* _What is required_
Reproduce the entire listing word for word.

* _Data lines_
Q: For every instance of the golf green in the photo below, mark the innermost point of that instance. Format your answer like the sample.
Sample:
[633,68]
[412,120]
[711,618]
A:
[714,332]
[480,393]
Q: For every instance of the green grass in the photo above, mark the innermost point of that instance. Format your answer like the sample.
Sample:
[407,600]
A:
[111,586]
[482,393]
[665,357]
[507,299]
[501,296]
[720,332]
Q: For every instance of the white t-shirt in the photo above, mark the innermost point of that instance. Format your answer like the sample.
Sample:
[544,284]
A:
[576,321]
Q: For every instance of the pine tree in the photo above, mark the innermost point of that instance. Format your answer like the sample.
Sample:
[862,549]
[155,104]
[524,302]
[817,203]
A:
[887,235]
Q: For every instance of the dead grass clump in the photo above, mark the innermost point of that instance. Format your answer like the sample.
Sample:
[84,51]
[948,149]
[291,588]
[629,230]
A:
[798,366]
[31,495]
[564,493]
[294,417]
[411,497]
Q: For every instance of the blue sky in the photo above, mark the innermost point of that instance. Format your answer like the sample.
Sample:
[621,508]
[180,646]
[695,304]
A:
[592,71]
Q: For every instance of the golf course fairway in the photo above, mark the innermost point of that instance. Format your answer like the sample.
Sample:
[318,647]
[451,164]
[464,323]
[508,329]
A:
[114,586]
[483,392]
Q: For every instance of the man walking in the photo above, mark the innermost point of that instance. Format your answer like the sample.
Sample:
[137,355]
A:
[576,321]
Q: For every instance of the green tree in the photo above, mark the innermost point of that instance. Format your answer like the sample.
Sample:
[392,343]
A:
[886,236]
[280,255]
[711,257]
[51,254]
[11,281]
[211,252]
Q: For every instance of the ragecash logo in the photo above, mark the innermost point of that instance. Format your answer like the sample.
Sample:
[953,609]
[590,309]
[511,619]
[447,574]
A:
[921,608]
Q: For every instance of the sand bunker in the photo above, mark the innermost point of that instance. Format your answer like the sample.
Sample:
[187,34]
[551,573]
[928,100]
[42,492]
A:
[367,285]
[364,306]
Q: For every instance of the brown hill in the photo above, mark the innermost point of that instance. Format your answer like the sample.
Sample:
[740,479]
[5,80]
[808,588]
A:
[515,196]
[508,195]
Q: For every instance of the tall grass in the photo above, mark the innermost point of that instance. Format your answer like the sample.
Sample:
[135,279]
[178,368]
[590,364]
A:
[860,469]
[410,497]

* _Exercise output_
Q: For every instance of the golf green in the photo below, mark the innermost point of that instance. Format your answer like the sample.
Sample:
[633,68]
[412,120]
[711,618]
A:
[714,332]
[480,393]
Q: For every instance of the green grass in the photo above, mark the innermost point of that instance. Format your answer like the sample.
Sample:
[407,600]
A:
[111,586]
[482,393]
[665,357]
[507,299]
[501,296]
[720,332]
Q: For every instance of the white t-shirt in the photo above, mark the innermost point of that instance. Format your answer like the sample.
Sample:
[544,284]
A:
[576,321]
Q: For every instance of the pine tree in the photo above, mark the innermost point of that instance. Format your answer like the sample.
Sample:
[862,549]
[155,104]
[524,302]
[817,203]
A:
[887,235]
Q: For every instance of the dead grass clump in the photo above, mark the innermost point of that instance. Format your answer like the sample.
Sample:
[84,51]
[948,149]
[291,588]
[629,230]
A:
[798,366]
[31,495]
[564,493]
[294,417]
[411,497]
Q: For every instance of the blue sky in the photo above, mark the innermost point of that instance. Format your answer like the sample.
Sample:
[621,508]
[180,646]
[695,304]
A:
[592,71]
Q: For every instance of the golf course fairway in the photo above, mark the innermost point of that instance. Format your answer like the sample.
Sample:
[318,647]
[451,164]
[464,323]
[508,329]
A:
[114,586]
[483,392]
Q: For every instance of the man walking in the photo above, mark the innermost point of that instance. Format your answer like the sample.
Sample:
[137,355]
A:
[576,321]
Q: For every instance of the green tree in the photo above, mark the innermost point of that instance. Format your answer like the sample.
Sample:
[392,343]
A:
[886,236]
[280,255]
[711,257]
[51,254]
[11,281]
[211,252]
Q: For every instance of the ragecash logo in the photo above, mark the innermost point of that instance. Format your answer like the sample.
Sample:
[953,609]
[590,309]
[511,619]
[447,574]
A:
[921,608]
Q: For every instance of the sand bunker in the photo above, mark the innermost point of that instance. Format your answer like the sample.
Sample:
[187,34]
[551,573]
[928,100]
[42,492]
A:
[367,285]
[364,306]
Q: For every instance of the brown hill in the photo above, mark the innermost point of that instance. Format your answer like the sample.
Sample:
[740,479]
[5,80]
[808,588]
A:
[515,196]
[508,195]
Q: For every instance of the tall grass in the photo above, mark the innermost point of that instance. Format your answer like the sample.
Sample:
[135,279]
[178,368]
[590,364]
A:
[860,469]
[410,497]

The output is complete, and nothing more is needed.